- **Your task**: Output all entries precisely and leave out the pictures.

- **Records for the exercise**:
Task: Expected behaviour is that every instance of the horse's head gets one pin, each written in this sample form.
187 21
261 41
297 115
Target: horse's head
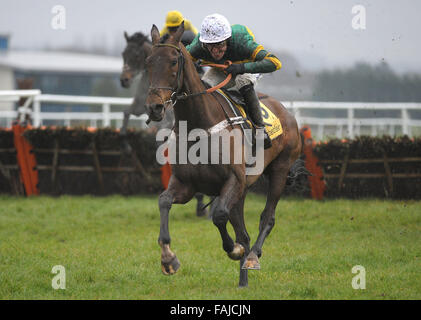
134 56
165 71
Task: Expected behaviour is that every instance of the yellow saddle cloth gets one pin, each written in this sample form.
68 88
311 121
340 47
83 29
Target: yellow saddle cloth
273 125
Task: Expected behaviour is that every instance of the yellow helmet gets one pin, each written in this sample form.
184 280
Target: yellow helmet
174 19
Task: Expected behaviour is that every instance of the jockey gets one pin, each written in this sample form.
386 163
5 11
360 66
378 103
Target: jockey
173 21
217 42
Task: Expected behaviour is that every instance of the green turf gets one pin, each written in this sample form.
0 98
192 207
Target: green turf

- **Answer for this exercise**:
Task: Expected behaviour is that every instance of the horse's head gets one pin, each written in this sample form.
187 21
261 41
297 115
Target: horse's head
134 56
165 71
Task: Expected behaviour is that every instance of the yellow saddle cloth gets one pin, each written in this sample form.
68 88
311 121
340 47
83 29
Target: yellow saddle cloth
273 125
Task: Expected behaviour is that every instance of the yellow helmet gets one pin, each written in this sample form.
184 280
Target: yellow helmet
174 19
Task: Expected behaviour is that every instance of the jockey gets one pin, each written in this sample form.
386 163
5 11
360 66
378 103
Target: jockey
173 21
217 42
Task: Expected behaviour is that every instance of the green turf gets one pin, each written in this sample form.
0 98
192 207
Target: green turf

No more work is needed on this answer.